## TASK PROMPT
What you return should match the material below line for line, except that no image appears in it.

## DATA LISTING

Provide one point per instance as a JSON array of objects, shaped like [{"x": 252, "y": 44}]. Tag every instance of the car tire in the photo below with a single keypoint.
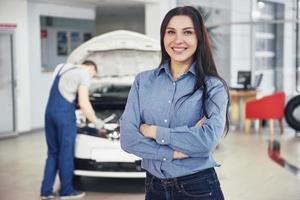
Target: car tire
[{"x": 293, "y": 104}]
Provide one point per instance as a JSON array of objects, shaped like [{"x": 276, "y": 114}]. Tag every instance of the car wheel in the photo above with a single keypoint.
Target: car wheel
[{"x": 293, "y": 118}]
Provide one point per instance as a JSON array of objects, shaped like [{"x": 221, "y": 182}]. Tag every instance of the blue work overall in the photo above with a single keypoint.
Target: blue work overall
[{"x": 60, "y": 127}]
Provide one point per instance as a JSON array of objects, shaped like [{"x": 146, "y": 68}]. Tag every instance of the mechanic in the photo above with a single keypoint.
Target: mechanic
[{"x": 71, "y": 83}]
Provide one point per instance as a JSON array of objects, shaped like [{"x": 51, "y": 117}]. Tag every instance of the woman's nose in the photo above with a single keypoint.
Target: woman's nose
[{"x": 178, "y": 38}]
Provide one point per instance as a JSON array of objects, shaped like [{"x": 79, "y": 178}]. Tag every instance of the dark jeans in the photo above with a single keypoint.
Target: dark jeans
[{"x": 203, "y": 185}]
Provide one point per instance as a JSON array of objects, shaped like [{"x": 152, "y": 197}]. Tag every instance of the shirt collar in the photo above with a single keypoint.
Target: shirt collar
[{"x": 165, "y": 67}]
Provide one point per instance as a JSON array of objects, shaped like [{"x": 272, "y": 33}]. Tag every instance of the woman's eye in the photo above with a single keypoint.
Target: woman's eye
[
  {"x": 188, "y": 32},
  {"x": 170, "y": 32}
]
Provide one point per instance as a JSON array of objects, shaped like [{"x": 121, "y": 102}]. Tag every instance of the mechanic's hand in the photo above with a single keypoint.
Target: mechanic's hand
[
  {"x": 102, "y": 132},
  {"x": 179, "y": 155},
  {"x": 148, "y": 131}
]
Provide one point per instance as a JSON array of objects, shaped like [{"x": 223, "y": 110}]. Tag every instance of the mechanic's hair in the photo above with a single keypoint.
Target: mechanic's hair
[
  {"x": 90, "y": 63},
  {"x": 203, "y": 57}
]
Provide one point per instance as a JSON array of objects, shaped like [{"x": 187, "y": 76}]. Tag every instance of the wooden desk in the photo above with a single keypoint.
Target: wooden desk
[{"x": 237, "y": 107}]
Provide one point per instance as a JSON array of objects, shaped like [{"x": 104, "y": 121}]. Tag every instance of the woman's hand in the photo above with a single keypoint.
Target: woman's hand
[
  {"x": 148, "y": 131},
  {"x": 201, "y": 121}
]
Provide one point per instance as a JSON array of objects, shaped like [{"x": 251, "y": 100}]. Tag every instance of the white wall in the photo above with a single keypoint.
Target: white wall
[
  {"x": 154, "y": 14},
  {"x": 16, "y": 12},
  {"x": 41, "y": 81}
]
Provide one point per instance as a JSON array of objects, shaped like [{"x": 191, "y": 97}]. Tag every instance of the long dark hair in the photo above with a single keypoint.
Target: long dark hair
[{"x": 205, "y": 64}]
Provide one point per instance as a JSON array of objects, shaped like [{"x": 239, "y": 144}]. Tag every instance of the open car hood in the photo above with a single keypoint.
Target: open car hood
[{"x": 119, "y": 53}]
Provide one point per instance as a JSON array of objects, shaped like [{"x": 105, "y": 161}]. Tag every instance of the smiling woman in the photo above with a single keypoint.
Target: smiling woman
[
  {"x": 180, "y": 42},
  {"x": 176, "y": 114}
]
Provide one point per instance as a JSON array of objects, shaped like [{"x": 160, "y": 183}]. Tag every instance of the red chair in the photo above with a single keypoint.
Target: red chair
[{"x": 267, "y": 108}]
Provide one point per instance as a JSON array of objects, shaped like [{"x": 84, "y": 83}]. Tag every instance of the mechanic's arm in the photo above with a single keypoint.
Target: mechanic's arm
[
  {"x": 201, "y": 139},
  {"x": 132, "y": 141},
  {"x": 86, "y": 107}
]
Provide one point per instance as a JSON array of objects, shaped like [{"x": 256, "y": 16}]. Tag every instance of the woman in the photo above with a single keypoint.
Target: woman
[{"x": 176, "y": 114}]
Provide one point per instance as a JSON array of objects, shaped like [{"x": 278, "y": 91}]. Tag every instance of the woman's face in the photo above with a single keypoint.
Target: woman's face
[{"x": 180, "y": 39}]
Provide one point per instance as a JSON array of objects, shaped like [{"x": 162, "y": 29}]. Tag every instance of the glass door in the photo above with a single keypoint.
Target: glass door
[{"x": 7, "y": 96}]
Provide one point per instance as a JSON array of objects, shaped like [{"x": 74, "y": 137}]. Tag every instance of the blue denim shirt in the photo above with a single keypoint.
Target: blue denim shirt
[{"x": 156, "y": 99}]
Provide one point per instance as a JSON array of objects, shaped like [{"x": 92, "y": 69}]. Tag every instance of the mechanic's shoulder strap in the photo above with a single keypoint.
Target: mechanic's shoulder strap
[{"x": 71, "y": 68}]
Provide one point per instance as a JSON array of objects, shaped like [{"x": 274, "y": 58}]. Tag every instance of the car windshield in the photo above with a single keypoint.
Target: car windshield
[{"x": 110, "y": 99}]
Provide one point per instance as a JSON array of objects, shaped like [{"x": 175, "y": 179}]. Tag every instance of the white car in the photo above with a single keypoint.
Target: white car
[{"x": 119, "y": 55}]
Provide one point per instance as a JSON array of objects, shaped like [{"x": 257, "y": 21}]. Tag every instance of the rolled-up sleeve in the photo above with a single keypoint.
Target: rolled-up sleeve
[
  {"x": 199, "y": 141},
  {"x": 132, "y": 141}
]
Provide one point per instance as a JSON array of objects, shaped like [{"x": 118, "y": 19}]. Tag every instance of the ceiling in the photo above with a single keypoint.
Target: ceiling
[{"x": 96, "y": 3}]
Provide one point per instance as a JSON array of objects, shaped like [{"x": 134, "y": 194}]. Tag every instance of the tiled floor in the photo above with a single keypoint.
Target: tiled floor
[{"x": 247, "y": 173}]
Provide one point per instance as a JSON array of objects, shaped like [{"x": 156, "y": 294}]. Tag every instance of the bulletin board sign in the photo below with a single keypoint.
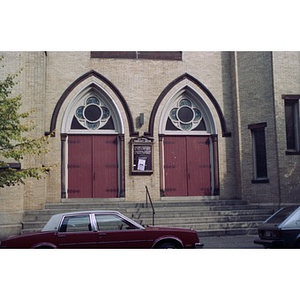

## WRITTEN SOLUTION
Provide one point per instance as a JSON array of objects, shaped like [{"x": 252, "y": 44}]. Tag every instance of the car tire in the photo below with a single keypoint.
Target: car tire
[{"x": 293, "y": 104}]
Provide one point per instance as a JSON array of objects, shaped like [{"x": 276, "y": 114}]. Tag every instance of the car wheel in the photo above with a single keypoint.
Target: car wheel
[{"x": 293, "y": 118}]
Provide one point per instance as a JSON array of objects, shaped like [{"x": 221, "y": 182}]. Tag every instance of the blue work overall in the photo above with a single keypoint.
Target: blue work overall
[{"x": 60, "y": 127}]
Provide one point per instance as a JSON array of objects, shaped like [{"x": 146, "y": 68}]. Tag every instance of the mechanic in the photo above with a single keypoint.
Target: mechanic
[{"x": 71, "y": 83}]
Provide one point per instance as a JSON array of objects, shaped like [{"x": 51, "y": 117}]. Tag every instance of the woman's nose in the photo above with a single keypoint.
Target: woman's nose
[{"x": 178, "y": 38}]
Provide one point per instance as a JSON array of objects, shaped like [{"x": 79, "y": 178}]. Tag every instance of the dark jeans in the photo above with a single keypoint.
Target: dark jeans
[{"x": 203, "y": 185}]
Provide one point per instance as a JSON array of objects, shaped like [{"x": 152, "y": 197}]. Tag every instance of the shirt collar in the photo above with a single keypoint.
Target: shirt collar
[{"x": 165, "y": 67}]
Provide one point per instance as a JSON array of objects, shaped like [{"x": 272, "y": 33}]. Tag every instance of the woman's eye in the photo above with a single keypoint.
Target: woman's eye
[
  {"x": 188, "y": 32},
  {"x": 170, "y": 32}
]
Provide one point per instance as a JSON array of objects, shaped like [{"x": 121, "y": 102}]. Tag every instance of the mechanic's hand in the photo above with a single keypoint.
Target: mechanic's hand
[
  {"x": 102, "y": 132},
  {"x": 179, "y": 155},
  {"x": 148, "y": 131}
]
Provide one point per instance as a JSON array of objects, shaped like [{"x": 223, "y": 110}]. Tag every instance of the mechanic's hair in the photo above with a single keypoint.
Target: mechanic's hair
[
  {"x": 90, "y": 63},
  {"x": 203, "y": 57}
]
Provide one point per instance as a JSON array of objects, shaped like [{"x": 187, "y": 76}]. Tag every instance of the wooden desk in the photo above with a single keypoint.
Target: wooden desk
[{"x": 237, "y": 107}]
Provide one point per instance as a JSON array of objects, shaped like [{"x": 104, "y": 121}]. Tag every instance of the woman's hand in the photo above with a single keypoint.
Target: woman's hand
[
  {"x": 148, "y": 131},
  {"x": 201, "y": 121}
]
Provide one point per instance as a JSON array of objects, shaped like [{"x": 251, "y": 100}]. Tag every instance of the white wall in the photo above with a single keypoint.
Target: white wall
[
  {"x": 154, "y": 14},
  {"x": 16, "y": 12},
  {"x": 41, "y": 81}
]
Provide one point per instance as a JSON array of objects, shaped like [{"x": 191, "y": 97}]. Tag every instance of the long dark hair in the photo above with a single keypoint.
Target: long dark hair
[{"x": 205, "y": 64}]
Provide one point per instance as a JSON array of objects, shaped like [{"x": 239, "y": 144}]. Tag every instance of the open car hood in the photo above with a single keypoint.
Target: open car hood
[{"x": 119, "y": 53}]
Provide one point per instance as a JSON array of objects, shaped like [{"x": 105, "y": 161}]. Tag every instance of the smiling woman in the photo above with a single keypoint.
Target: smiling woman
[
  {"x": 180, "y": 42},
  {"x": 176, "y": 114}
]
Provide one point per instance as a JSON array of objects, shaped like [{"x": 160, "y": 183}]. Tag every instance of the red chair in the photo above with a single keypoint.
Target: red chair
[{"x": 267, "y": 108}]
Provide one point per instance as a JSON array of objects, shaped like [{"x": 84, "y": 83}]. Tag every instance of the mechanic's arm in the photo above with a single keypoint.
Target: mechanic's arm
[
  {"x": 201, "y": 139},
  {"x": 132, "y": 141},
  {"x": 86, "y": 107}
]
Provide one point per instance as a JSON array of objects, shaped like [{"x": 256, "y": 16}]. Tag every instance of the woman in the photo above with a single keypoint.
Target: woman
[{"x": 176, "y": 114}]
Provide one point per instance as a JSON array of objects, shaped like [{"x": 278, "y": 91}]. Tag every instance of the woman's face in the photo above with a single keypoint.
Target: woman's face
[{"x": 180, "y": 39}]
Provide one point per instance as a JSON array of objects, shaped like [{"x": 162, "y": 29}]. Tag every instance of the glass door in the photo above with a single keypoint.
Target: glass door
[{"x": 7, "y": 96}]
Provide one point per instance as a JSON array of objects, shaped like [{"x": 74, "y": 137}]. Tag every instance of the blue denim shirt in the photo above with a single keypoint.
Target: blue denim shirt
[{"x": 156, "y": 99}]
Provide one point per instance as a JSON array of objects, shaped like [{"x": 92, "y": 69}]. Tag every instance of the mechanic's shoulder strap in the photo above with a single keypoint.
Target: mechanic's shoulder strap
[{"x": 71, "y": 68}]
Provide one point per instance as a JSON array of objects, shaped like [{"x": 274, "y": 58}]. Tag every instance of the car windshield in the photo above with a single keypoint.
Target: car windshield
[{"x": 110, "y": 99}]
Provide one point per instance as a JSON array of objects, shaped like [{"x": 175, "y": 179}]. Tag every instance of the white car in the photo above with a single keypoint.
Target: white car
[{"x": 119, "y": 55}]
Provide one point per instance as a JSON array of objects, shaped like [{"x": 257, "y": 21}]. Tag every instance of the rolled-up sleeve in the photo above with a single keypoint.
Target: rolled-up sleeve
[
  {"x": 199, "y": 141},
  {"x": 132, "y": 141}
]
Provide one point per instance as a JSON array of objects, shaped like [{"x": 118, "y": 19}]. Tag every instance of the ceiling in the photo above with a single keypoint.
Target: ceiling
[{"x": 96, "y": 3}]
Provide one point per instance as a JSON array of objects, shaped like [{"x": 134, "y": 194}]. Tag every instance of the tiled floor in the photo above with a single keypoint.
Target: tiled floor
[{"x": 247, "y": 173}]
Provide one point per instance as a JSON array of objects, shaped like [{"x": 156, "y": 294}]. Tag every instance of the bulletin board sign in the photo below with a single keypoint.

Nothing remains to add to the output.